Exercise aim –
In the article on the senior housing award below, please rewrite the stretch from "Wellness center director" through "Agency. (Gina Christian)" with "vegetables" changed to "produce".

Document passage –
↓
Wellness center director Edwin Rupert (right) of St. John Neumann Place II (SJNPII) inspects vegetables from the senior housing facility’s garden with Ojay Washington, social service coordinator Caroline Morgan, Teresa Thomas and Dale Freeman. One of five senior housing centers, SJNPII recently received the “Innovation in Design” award from the Pennsylvania Housing Finance Agency. (Gina Christian)

An archdiocesan senior housing complex has been designated as a leader in design by the Pennsylvania Housing Finance Agency (PHFA).

St. John Neumann Place II (SJNPII), located in South Philadelphia, received the PHFA’s “Innovation in Design” funding award at the agency’s housing forum earlier this summer.

In particular, the honor highlighted the building’s wellness center, a spacious, multi-room complex that features an upscale kitchen, exercise rooms, common and meeting areas, an art studio and a clinical office for medical examinations.
↑
Information shown –
↓
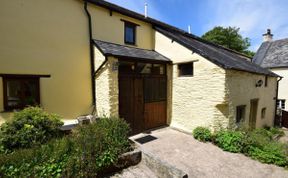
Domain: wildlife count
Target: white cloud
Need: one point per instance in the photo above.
(252, 16)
↑
Result of the exercise –
Wellness center director Edwin Rupert (right) of St. John Neumann Place II (SJNPII) inspects produce from the senior housing facility’s garden with Ojay Washington, social service coordinator Caroline Morgan, Teresa Thomas and Dale Freeman. One of five senior housing centers, SJNPII recently received the “Innovation in Design” award from the Pennsylvania Housing Finance Agency. (Gina Christian)